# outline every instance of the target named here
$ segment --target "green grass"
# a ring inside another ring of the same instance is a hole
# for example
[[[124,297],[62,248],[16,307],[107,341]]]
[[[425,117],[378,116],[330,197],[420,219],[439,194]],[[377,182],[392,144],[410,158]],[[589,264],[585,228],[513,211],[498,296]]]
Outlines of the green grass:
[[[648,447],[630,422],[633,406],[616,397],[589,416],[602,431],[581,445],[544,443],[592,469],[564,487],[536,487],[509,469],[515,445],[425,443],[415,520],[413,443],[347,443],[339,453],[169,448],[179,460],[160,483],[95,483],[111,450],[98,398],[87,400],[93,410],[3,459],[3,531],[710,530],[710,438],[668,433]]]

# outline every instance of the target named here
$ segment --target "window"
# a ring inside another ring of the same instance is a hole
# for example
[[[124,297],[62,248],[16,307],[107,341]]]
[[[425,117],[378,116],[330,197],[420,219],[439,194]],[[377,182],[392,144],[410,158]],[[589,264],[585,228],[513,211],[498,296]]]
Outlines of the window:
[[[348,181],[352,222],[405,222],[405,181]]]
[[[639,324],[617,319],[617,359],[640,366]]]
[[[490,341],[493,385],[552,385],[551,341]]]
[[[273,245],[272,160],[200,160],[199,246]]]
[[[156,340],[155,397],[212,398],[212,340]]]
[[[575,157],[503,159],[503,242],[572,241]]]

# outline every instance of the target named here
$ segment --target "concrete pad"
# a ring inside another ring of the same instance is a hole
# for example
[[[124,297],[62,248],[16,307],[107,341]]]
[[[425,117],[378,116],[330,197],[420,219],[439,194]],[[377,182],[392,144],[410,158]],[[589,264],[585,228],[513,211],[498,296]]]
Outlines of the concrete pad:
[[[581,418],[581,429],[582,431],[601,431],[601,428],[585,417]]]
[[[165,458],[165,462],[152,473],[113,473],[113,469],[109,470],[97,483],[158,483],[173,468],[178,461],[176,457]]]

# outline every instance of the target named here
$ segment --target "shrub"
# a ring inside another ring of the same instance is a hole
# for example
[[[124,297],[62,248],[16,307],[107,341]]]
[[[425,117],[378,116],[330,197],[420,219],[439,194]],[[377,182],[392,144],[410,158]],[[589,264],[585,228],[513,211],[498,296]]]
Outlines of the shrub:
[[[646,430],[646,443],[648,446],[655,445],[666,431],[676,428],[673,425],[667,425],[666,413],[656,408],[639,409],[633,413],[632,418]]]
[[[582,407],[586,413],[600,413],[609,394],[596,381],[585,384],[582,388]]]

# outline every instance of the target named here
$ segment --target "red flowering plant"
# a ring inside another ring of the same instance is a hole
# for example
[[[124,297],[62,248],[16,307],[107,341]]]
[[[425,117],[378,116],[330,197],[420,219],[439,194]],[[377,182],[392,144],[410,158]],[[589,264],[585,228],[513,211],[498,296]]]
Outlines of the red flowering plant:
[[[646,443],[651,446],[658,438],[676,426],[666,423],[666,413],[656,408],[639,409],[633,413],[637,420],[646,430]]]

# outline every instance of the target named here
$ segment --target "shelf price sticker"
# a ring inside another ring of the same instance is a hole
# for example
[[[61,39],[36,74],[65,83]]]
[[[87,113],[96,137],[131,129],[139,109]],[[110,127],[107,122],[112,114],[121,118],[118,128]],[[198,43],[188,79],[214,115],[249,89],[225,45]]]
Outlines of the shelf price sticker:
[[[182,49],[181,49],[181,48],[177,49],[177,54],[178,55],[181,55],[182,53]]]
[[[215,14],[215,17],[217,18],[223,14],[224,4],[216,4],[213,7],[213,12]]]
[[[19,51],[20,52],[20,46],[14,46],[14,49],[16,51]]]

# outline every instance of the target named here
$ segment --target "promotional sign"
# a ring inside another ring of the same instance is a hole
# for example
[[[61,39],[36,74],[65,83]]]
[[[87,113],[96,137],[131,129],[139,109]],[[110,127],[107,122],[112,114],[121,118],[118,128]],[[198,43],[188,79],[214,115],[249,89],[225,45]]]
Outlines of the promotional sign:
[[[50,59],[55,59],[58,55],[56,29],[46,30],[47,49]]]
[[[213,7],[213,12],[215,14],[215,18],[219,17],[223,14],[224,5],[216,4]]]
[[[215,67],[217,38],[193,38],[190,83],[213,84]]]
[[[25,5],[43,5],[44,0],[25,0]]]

________________

Task goal
Copy the items without change, from their first line up to and including the line containing "Outlines of the green".

Solved problem
# outline every instance of the target named here
$ segment --target "green grass"
# a ring inside another ring of the same instance is a hole
# for example
[[[124,297],[62,248],[16,307],[107,341]]]
[[[425,117],[378,116],[330,197],[420,219],[439,194]],[[377,182],[392,144],[410,158]],[[589,264],[585,228],[513,211],[498,296]]]
Outlines of the green grass:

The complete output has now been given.